• **Exercise instructions**
Reproduce verbatim the portion of the items below that begins with the line containing "If you could point out the bright" and continues through the final line of the items, including both ends.

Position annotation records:
•••

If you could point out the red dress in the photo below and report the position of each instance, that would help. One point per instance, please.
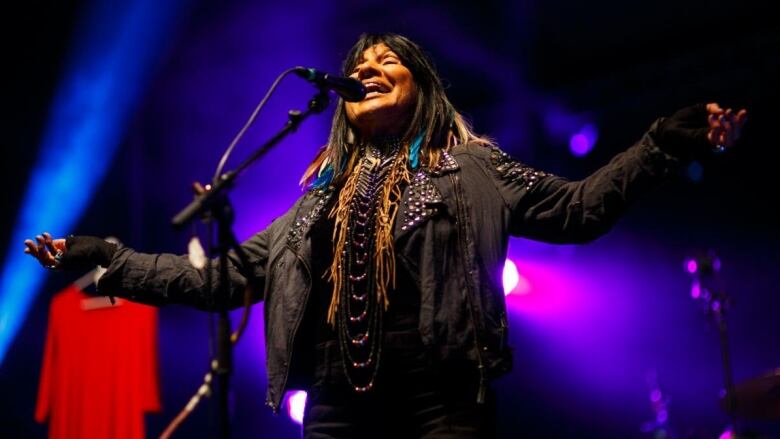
(99, 371)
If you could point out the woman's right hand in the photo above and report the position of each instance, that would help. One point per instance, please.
(46, 249)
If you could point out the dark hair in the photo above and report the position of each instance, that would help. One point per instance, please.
(434, 119)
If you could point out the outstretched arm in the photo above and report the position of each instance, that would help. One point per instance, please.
(552, 209)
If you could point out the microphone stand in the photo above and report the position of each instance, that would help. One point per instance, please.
(214, 204)
(715, 303)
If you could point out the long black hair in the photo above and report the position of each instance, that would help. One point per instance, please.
(434, 124)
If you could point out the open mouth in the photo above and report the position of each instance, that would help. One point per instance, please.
(374, 87)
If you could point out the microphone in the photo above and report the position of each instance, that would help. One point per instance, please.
(351, 90)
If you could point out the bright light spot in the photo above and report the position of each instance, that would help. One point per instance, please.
(514, 282)
(582, 142)
(295, 405)
(728, 434)
(696, 290)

•••

• **Answer**
If you could point out the bright light spot in the photo above and report the position of each instance, that would help. One point per instance, please.
(514, 282)
(582, 142)
(295, 405)
(728, 434)
(696, 290)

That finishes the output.